• **WHAT THE TASK ASKS**
Starting at the line with "Can you find the house" in it, reproduce each line below through the last one, exactly, and include nothing else.

• **MATERIAL**

--------------------------------

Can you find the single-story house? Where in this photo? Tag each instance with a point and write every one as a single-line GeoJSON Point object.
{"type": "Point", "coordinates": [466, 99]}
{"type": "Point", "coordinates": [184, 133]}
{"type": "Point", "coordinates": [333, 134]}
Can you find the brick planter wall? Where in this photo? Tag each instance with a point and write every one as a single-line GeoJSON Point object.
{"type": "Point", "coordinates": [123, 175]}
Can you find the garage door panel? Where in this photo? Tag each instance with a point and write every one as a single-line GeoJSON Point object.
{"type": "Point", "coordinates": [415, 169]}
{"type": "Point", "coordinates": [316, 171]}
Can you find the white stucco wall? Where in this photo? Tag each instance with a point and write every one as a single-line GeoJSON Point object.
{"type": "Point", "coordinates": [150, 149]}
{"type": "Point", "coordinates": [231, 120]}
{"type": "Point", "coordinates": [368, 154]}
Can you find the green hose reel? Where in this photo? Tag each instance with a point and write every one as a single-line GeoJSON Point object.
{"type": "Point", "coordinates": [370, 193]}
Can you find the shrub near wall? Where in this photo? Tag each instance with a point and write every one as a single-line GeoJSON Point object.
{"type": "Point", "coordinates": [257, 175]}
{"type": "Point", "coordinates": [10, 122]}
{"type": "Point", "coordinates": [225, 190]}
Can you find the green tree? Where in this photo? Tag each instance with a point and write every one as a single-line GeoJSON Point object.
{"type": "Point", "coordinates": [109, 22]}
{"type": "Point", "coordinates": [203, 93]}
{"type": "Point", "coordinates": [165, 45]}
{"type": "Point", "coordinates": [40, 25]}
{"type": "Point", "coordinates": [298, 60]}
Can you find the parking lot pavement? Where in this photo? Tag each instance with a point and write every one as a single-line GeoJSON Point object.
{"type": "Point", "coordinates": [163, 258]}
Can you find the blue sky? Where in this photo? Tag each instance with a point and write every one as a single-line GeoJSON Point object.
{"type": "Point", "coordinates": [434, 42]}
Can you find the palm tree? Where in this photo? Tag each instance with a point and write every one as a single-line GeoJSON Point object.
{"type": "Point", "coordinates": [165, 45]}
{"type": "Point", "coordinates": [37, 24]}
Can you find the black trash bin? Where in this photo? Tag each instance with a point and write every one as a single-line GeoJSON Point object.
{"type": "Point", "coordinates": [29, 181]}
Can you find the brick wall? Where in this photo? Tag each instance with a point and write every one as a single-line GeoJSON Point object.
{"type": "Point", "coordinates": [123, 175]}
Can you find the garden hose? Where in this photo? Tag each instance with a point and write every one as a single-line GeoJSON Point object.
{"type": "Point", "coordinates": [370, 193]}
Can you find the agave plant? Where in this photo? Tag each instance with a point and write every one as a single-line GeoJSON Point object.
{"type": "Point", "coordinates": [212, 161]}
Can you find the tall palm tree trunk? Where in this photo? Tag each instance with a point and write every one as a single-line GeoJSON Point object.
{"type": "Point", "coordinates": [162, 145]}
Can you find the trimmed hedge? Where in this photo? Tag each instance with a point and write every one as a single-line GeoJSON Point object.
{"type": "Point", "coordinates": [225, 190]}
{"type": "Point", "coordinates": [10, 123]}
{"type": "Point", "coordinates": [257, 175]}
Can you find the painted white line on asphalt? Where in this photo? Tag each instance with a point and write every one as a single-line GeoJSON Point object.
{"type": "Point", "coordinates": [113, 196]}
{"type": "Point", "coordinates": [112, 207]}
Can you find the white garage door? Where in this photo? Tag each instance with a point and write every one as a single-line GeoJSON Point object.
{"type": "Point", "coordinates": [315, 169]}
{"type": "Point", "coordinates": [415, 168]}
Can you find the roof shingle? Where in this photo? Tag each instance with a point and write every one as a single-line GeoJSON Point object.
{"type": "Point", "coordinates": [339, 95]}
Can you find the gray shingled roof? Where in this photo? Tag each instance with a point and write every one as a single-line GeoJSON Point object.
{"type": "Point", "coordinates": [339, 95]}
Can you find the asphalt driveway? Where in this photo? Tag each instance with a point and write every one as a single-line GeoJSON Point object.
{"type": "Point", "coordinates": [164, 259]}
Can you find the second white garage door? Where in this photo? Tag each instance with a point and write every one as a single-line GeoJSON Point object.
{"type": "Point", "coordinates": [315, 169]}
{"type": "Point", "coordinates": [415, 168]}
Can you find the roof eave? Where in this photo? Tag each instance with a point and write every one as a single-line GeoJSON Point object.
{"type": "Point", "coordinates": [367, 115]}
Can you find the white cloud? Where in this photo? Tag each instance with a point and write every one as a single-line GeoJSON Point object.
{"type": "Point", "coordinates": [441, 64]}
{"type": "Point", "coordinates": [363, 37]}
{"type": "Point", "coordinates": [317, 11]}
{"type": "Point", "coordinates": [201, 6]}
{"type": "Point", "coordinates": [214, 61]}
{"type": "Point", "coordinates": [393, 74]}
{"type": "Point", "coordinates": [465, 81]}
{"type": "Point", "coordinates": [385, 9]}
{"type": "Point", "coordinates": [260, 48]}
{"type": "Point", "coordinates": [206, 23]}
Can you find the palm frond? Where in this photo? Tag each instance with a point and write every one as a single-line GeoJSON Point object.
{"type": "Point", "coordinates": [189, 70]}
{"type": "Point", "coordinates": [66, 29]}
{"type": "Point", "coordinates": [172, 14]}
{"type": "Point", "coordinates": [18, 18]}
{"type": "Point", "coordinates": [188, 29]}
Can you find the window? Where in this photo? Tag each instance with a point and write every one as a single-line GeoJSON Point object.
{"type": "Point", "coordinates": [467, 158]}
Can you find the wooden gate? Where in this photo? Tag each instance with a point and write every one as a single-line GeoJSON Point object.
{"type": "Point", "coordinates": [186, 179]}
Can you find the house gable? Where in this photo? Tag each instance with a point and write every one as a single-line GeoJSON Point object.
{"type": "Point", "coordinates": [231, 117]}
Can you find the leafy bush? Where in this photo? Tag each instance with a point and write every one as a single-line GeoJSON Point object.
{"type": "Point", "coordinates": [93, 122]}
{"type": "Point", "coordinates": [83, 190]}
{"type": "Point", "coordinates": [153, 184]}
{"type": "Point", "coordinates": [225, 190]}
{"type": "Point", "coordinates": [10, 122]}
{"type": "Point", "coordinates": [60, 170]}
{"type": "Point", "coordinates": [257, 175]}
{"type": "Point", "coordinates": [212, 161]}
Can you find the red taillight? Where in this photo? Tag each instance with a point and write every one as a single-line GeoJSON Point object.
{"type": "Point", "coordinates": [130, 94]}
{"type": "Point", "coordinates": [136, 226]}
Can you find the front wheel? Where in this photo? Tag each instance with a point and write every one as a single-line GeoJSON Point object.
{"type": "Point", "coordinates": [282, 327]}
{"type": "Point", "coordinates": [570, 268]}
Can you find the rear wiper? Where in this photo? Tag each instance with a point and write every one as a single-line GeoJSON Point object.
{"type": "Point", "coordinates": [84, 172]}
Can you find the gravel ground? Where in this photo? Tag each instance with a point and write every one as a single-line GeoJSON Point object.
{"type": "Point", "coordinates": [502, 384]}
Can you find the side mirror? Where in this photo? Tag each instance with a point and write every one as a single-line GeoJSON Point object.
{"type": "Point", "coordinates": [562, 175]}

--------------------------------

• **ANSWER BELOW**
Can you find the house gable? Where in this photo? Tag each instance with a point and write every one as a single-line GeoJSON Point object.
{"type": "Point", "coordinates": [231, 117]}
Can you find the leafy bush? Where in this photo? Tag each instance with a point and write every one as a single-line GeoJSON Point object.
{"type": "Point", "coordinates": [93, 122]}
{"type": "Point", "coordinates": [83, 190]}
{"type": "Point", "coordinates": [153, 184]}
{"type": "Point", "coordinates": [225, 190]}
{"type": "Point", "coordinates": [10, 122]}
{"type": "Point", "coordinates": [60, 170]}
{"type": "Point", "coordinates": [257, 175]}
{"type": "Point", "coordinates": [212, 161]}
Can you find the red taillight? Where in this photo? Tag each instance with a point and write every one as a single-line GeoJSON Point object.
{"type": "Point", "coordinates": [130, 94]}
{"type": "Point", "coordinates": [136, 226]}
Can you find the front wheel? Where in this photo? Tag each instance with a point and write every one as a single-line GeoJSON Point object.
{"type": "Point", "coordinates": [282, 327]}
{"type": "Point", "coordinates": [570, 268]}
Can you find the rear wiper? Where in this photo? Tag each instance with a point and write every one as a single-line GeoJSON Point object.
{"type": "Point", "coordinates": [84, 172]}
Can you find the gravel ground? Where in this photo? Tag each instance with a point and write every one as a single-line GeoJSON Point object.
{"type": "Point", "coordinates": [502, 384]}
Can you find the side mirror? Where in this photo? Tag each instance with a point and write every one as a single-line GeoJSON Point object.
{"type": "Point", "coordinates": [562, 175]}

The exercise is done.